-- Set exercise --
In the listing below, locate the line containing "locate: white flower"; reproduce that line and all lines that follow it, unchanged.

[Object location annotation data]

━━━━━━━━━━━━━━━━━━━━━━━━━━━━━━

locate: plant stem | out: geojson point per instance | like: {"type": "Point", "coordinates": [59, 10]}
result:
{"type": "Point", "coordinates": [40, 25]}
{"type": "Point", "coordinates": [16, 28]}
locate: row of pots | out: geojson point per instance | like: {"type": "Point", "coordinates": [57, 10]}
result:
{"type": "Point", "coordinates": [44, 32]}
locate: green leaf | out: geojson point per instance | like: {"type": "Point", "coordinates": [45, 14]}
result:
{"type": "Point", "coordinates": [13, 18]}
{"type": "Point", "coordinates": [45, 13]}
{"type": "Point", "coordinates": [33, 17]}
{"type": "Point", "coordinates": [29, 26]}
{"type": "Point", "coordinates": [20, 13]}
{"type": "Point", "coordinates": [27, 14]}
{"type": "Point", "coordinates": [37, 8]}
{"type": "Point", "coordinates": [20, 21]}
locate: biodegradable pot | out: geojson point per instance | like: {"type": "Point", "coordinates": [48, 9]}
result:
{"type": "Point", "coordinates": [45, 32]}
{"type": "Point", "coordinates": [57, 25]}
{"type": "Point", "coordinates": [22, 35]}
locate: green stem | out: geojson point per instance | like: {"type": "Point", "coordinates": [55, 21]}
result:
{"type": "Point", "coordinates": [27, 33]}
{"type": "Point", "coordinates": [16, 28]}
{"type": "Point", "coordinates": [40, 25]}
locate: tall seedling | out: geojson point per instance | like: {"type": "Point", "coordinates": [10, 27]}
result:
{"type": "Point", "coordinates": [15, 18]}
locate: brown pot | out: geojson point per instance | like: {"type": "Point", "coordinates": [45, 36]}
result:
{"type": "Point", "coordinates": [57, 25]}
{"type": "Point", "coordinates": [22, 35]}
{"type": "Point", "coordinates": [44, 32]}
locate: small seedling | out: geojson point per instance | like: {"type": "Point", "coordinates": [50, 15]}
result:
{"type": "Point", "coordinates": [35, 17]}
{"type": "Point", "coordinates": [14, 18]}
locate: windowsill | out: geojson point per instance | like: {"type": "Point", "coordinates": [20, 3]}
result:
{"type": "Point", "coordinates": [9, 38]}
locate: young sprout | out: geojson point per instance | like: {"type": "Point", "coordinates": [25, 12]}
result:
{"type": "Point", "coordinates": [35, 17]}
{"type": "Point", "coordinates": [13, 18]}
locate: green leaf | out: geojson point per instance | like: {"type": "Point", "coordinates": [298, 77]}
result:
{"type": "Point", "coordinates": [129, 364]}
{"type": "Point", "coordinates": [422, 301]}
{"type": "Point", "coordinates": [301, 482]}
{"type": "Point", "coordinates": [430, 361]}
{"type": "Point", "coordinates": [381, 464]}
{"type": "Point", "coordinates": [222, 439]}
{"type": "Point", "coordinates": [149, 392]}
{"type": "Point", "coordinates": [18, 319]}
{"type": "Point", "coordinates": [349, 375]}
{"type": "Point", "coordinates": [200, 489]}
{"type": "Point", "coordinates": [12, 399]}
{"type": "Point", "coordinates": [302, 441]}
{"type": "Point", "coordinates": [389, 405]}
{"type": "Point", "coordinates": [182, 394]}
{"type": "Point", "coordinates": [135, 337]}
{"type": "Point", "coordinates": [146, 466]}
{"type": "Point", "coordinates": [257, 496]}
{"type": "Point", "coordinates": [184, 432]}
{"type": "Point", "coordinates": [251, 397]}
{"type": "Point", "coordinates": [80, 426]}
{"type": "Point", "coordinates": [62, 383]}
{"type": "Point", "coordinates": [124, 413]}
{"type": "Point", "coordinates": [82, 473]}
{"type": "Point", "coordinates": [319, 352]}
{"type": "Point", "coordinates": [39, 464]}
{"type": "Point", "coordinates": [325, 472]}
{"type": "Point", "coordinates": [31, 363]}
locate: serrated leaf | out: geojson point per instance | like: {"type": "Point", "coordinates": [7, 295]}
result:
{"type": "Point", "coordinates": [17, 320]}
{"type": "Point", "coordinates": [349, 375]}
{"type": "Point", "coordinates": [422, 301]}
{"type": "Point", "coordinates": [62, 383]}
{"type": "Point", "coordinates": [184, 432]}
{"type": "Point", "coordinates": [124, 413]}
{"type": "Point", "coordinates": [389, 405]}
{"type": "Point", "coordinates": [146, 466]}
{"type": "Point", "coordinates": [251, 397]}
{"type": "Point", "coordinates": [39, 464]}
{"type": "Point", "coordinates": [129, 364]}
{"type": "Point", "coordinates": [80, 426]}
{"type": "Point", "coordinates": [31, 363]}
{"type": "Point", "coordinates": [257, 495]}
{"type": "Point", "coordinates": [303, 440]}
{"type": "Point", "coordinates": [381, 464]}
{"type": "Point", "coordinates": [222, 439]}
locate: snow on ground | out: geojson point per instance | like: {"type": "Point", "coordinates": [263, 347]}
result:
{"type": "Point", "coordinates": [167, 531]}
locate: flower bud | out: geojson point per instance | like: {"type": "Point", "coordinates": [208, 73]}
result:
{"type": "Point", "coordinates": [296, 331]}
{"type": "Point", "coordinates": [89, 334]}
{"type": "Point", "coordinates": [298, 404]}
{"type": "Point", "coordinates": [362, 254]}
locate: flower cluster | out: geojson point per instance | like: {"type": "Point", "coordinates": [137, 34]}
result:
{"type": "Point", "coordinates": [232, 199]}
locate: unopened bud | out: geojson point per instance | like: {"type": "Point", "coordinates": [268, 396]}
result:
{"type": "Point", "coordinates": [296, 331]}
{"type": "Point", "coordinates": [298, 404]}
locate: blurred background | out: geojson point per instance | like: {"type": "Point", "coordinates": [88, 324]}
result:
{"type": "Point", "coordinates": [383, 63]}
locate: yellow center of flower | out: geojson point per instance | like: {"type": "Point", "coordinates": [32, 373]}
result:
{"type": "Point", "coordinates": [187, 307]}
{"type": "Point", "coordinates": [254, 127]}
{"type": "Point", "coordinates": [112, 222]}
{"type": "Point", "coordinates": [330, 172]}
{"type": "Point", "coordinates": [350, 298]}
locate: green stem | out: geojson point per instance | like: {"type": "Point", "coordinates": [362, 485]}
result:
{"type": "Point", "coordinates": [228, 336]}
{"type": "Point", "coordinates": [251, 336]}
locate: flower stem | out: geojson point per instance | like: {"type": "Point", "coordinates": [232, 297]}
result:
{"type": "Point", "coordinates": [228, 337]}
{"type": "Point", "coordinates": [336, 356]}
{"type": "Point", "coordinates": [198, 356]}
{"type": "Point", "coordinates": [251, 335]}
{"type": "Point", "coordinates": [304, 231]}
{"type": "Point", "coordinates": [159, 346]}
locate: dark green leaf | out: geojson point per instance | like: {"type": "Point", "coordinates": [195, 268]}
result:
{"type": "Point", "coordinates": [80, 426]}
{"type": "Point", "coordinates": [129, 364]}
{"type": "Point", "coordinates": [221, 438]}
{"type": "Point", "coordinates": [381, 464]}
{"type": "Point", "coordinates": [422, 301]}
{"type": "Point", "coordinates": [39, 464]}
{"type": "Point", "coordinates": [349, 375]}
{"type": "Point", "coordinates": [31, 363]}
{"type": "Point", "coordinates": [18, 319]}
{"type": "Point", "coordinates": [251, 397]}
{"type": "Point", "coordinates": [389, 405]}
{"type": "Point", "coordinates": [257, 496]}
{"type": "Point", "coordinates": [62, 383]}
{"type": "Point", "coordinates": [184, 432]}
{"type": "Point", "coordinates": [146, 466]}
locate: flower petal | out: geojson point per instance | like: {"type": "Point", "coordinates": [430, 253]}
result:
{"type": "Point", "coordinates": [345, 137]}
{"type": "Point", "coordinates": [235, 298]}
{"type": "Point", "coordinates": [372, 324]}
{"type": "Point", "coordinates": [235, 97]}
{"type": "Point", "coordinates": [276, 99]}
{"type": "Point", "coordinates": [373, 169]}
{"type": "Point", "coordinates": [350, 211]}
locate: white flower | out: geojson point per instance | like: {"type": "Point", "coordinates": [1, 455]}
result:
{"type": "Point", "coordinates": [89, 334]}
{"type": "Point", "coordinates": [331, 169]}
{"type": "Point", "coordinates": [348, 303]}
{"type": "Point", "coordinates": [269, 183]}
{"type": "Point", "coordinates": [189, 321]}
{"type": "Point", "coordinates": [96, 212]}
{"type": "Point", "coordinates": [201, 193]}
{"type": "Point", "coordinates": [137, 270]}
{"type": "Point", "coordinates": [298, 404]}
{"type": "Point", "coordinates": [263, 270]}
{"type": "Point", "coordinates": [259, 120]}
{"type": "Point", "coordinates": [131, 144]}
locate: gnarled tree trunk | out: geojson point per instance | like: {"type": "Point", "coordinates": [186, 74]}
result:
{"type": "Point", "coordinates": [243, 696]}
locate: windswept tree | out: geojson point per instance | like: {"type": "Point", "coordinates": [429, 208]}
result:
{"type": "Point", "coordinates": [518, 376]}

━━━━━━━━━━━━━━━━━━━━━━━━━━━━━━

-- Answer to this problem --
locate: white flower | out: geojson point per instance | like: {"type": "Point", "coordinates": [1, 455]}
result:
{"type": "Point", "coordinates": [89, 334]}
{"type": "Point", "coordinates": [331, 169]}
{"type": "Point", "coordinates": [348, 303]}
{"type": "Point", "coordinates": [269, 183]}
{"type": "Point", "coordinates": [189, 321]}
{"type": "Point", "coordinates": [96, 212]}
{"type": "Point", "coordinates": [201, 193]}
{"type": "Point", "coordinates": [137, 270]}
{"type": "Point", "coordinates": [298, 404]}
{"type": "Point", "coordinates": [263, 270]}
{"type": "Point", "coordinates": [259, 120]}
{"type": "Point", "coordinates": [131, 144]}
locate: gnarled tree trunk | out: geojson point per instance | like: {"type": "Point", "coordinates": [186, 74]}
result:
{"type": "Point", "coordinates": [243, 696]}
locate: windswept tree | out: geojson point per instance | like: {"type": "Point", "coordinates": [429, 208]}
result:
{"type": "Point", "coordinates": [518, 376]}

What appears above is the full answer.